Task objective:
Reproduce, word for word, the part of the records that opens with the line containing "[locate] pale sky" and runs to the end of the records, including that opening line.

** Start Records shown **

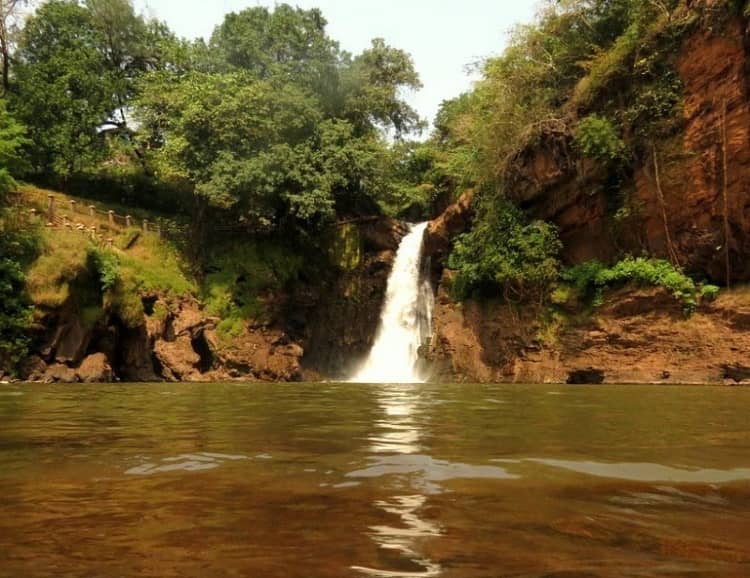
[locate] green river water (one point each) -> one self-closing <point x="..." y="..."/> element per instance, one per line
<point x="337" y="480"/>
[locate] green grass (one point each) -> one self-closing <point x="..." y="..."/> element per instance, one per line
<point x="63" y="258"/>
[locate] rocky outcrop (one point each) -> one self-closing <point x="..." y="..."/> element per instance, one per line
<point x="441" y="232"/>
<point x="336" y="318"/>
<point x="636" y="336"/>
<point x="95" y="369"/>
<point x="699" y="188"/>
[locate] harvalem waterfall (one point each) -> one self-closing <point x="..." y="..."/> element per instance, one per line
<point x="405" y="322"/>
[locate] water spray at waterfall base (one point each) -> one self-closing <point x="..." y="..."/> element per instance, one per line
<point x="405" y="322"/>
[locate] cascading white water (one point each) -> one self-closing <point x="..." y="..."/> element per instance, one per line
<point x="405" y="319"/>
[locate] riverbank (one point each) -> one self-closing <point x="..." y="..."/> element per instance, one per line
<point x="638" y="336"/>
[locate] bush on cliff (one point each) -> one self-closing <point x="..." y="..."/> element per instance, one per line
<point x="505" y="254"/>
<point x="590" y="279"/>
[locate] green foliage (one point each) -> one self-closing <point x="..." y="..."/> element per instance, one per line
<point x="504" y="253"/>
<point x="709" y="292"/>
<point x="75" y="75"/>
<point x="595" y="137"/>
<point x="105" y="265"/>
<point x="241" y="277"/>
<point x="124" y="300"/>
<point x="592" y="277"/>
<point x="19" y="243"/>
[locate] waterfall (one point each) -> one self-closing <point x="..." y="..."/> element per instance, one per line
<point x="405" y="322"/>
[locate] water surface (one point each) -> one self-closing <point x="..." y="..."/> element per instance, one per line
<point x="329" y="480"/>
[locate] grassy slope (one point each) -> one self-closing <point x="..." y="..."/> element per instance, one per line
<point x="147" y="263"/>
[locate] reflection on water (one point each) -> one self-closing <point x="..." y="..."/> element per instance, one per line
<point x="325" y="481"/>
<point x="186" y="462"/>
<point x="398" y="432"/>
<point x="644" y="472"/>
<point x="402" y="540"/>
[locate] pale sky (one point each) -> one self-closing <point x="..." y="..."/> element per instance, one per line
<point x="442" y="36"/>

** End Records shown **

Final answer:
[locate] pale sky (one point each) -> one self-closing <point x="..." y="..."/> element per instance, one per line
<point x="442" y="36"/>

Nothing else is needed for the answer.